━━━━━ DATA EXCERPTS

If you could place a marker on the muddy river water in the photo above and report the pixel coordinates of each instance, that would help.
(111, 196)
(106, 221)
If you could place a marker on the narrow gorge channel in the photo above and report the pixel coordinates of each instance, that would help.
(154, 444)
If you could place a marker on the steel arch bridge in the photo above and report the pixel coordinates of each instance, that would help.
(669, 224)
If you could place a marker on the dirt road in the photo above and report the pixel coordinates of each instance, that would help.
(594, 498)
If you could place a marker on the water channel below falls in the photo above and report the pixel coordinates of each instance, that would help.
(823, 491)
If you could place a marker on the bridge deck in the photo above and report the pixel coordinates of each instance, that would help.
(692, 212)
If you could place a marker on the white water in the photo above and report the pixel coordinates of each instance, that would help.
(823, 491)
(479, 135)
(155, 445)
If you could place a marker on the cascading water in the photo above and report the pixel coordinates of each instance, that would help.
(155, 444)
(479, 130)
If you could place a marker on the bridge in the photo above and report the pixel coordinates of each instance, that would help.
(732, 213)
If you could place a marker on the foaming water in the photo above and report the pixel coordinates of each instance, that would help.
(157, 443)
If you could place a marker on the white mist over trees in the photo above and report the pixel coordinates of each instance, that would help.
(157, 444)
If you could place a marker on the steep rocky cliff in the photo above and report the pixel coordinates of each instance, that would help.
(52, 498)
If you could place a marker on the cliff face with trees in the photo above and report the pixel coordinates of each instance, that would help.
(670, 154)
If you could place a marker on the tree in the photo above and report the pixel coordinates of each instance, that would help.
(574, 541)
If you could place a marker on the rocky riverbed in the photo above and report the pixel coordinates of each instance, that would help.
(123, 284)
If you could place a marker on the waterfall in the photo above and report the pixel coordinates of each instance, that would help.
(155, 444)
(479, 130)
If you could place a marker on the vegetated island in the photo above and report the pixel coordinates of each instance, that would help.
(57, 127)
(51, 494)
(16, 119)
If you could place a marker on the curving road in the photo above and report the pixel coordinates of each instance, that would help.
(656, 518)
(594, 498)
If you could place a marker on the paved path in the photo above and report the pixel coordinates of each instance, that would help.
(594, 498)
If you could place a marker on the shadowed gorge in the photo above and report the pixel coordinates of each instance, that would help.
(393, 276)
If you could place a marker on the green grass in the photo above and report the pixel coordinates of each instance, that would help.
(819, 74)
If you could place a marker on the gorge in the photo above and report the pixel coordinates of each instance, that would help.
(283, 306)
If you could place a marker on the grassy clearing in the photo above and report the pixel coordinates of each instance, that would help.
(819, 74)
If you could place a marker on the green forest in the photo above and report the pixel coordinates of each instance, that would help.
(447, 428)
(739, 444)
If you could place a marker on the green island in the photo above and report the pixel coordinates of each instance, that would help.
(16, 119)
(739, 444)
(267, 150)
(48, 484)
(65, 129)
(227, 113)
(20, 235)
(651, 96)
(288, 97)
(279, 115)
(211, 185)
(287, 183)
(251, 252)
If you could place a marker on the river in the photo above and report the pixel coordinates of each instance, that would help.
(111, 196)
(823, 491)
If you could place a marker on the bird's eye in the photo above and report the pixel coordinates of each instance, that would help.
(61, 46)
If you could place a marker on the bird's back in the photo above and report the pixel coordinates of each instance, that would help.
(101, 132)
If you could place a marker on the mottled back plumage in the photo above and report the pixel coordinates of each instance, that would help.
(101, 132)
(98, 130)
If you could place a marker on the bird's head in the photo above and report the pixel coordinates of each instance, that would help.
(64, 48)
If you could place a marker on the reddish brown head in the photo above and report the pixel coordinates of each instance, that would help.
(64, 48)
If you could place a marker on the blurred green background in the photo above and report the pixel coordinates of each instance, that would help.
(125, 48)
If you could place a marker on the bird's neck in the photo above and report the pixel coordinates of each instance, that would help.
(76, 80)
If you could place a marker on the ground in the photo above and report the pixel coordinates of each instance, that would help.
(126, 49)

━━━━━━━━━━
━━━━━ DATA EXCERPTS

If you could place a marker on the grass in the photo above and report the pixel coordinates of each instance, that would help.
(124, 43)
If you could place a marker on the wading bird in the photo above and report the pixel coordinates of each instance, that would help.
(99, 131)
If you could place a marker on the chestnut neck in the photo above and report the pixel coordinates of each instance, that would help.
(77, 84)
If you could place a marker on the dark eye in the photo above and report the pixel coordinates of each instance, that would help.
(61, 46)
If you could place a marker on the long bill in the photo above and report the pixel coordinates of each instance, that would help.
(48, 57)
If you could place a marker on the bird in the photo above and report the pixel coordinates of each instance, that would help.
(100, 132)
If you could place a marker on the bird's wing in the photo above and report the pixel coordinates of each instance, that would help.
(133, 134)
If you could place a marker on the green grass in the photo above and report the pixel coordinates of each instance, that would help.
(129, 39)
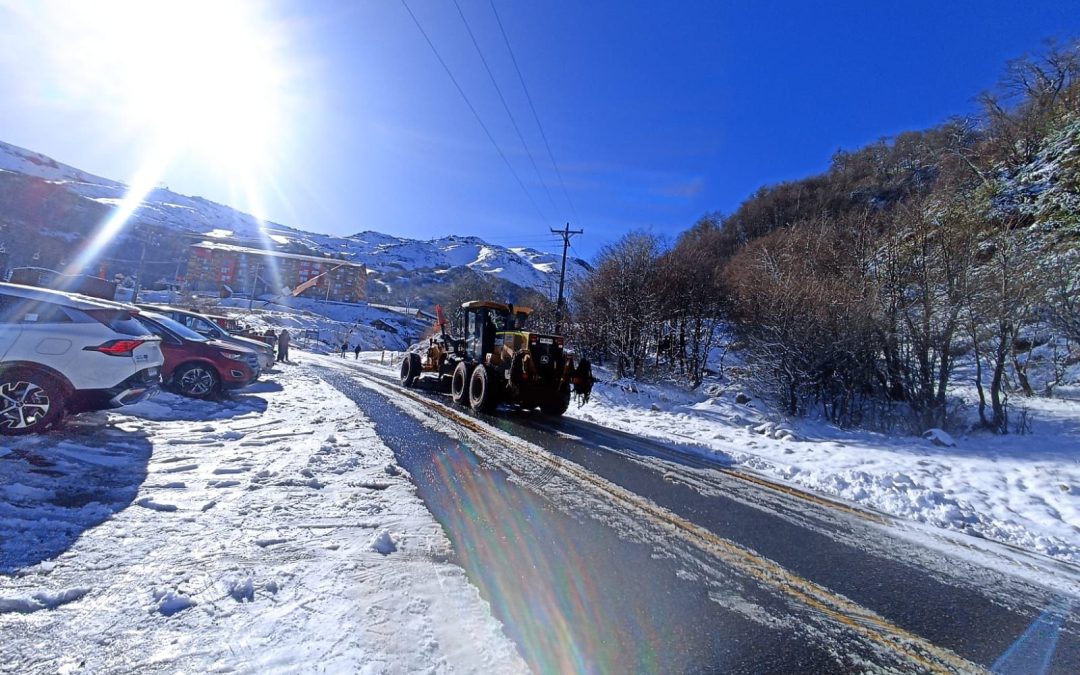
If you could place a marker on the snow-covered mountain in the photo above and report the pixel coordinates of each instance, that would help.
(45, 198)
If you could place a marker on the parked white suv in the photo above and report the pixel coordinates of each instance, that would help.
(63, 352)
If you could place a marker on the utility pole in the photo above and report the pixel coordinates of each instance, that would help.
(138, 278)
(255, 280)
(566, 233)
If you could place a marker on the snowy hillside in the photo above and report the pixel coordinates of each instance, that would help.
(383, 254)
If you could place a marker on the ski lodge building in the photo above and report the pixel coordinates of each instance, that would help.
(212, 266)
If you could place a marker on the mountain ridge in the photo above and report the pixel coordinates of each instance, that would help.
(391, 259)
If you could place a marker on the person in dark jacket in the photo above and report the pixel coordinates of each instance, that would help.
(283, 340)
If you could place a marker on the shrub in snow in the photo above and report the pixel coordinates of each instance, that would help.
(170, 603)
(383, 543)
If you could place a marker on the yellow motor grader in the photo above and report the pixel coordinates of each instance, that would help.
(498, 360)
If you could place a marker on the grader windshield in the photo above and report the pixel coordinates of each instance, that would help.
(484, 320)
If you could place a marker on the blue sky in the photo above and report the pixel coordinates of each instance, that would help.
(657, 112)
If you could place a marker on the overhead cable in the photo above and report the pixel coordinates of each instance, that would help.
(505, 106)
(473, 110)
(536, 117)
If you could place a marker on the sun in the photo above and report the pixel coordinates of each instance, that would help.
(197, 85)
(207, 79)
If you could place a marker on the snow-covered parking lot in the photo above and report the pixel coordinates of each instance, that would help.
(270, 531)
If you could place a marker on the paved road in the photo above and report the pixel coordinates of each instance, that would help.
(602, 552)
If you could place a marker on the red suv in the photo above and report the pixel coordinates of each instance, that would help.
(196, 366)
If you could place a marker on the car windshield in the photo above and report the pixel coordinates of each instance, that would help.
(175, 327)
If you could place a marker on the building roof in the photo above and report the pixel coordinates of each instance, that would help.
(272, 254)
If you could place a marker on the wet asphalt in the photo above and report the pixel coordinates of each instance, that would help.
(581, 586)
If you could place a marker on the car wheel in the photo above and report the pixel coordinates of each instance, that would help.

━━━━━━━━━━
━━━━━ DATA EXCERPTS

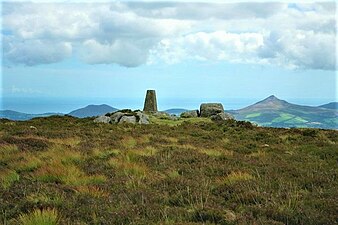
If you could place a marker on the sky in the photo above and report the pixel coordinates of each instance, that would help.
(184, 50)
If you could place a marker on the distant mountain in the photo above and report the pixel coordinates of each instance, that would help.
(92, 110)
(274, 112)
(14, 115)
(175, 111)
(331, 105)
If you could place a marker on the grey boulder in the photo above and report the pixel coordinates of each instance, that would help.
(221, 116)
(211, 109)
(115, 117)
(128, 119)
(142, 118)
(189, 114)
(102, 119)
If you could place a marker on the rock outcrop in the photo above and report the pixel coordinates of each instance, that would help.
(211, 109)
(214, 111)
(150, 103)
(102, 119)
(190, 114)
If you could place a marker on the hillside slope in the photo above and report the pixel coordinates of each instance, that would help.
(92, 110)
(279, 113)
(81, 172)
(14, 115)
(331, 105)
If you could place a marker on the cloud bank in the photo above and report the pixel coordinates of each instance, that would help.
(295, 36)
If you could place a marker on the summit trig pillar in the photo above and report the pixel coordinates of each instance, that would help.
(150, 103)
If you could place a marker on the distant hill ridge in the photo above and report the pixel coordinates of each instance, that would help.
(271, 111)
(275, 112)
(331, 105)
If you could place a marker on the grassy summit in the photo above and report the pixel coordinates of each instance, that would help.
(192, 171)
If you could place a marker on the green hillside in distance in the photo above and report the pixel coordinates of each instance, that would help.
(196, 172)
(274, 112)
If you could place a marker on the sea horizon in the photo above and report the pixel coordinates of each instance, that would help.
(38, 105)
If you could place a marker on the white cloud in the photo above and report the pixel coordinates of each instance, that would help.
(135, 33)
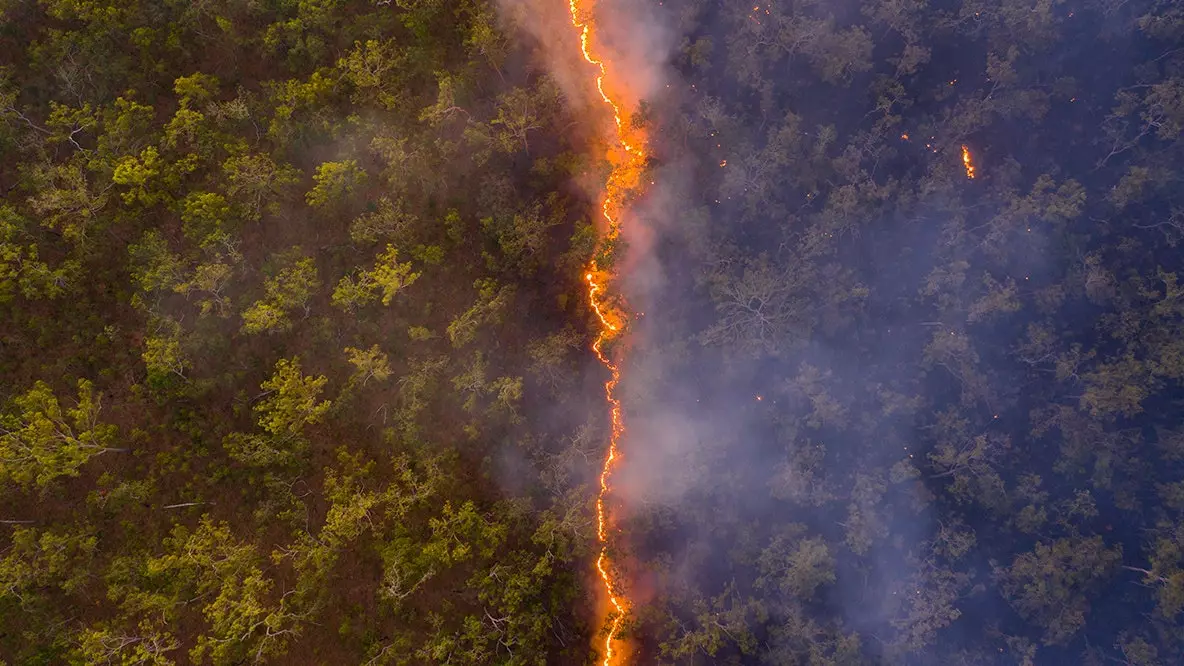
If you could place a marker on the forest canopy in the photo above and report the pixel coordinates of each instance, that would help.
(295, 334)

━━━━━━━━━━

§ WHAT YOU HAVE TO DO:
Output should match, line for line, the stretch of the material above from the line holding "If you could place a marker on the wet" through the line holding "If you could place a marker on the car wheel".

§ SOLUTION FOR THIS PROBLEM:
If you could place a marker on the wet asphalt in the photo above and report the pixel coordinates of each instance, that would help.
(581, 586)
If you could place a marker on the car wheel in the photo above and report the pixel coordinates of each instance, that would help.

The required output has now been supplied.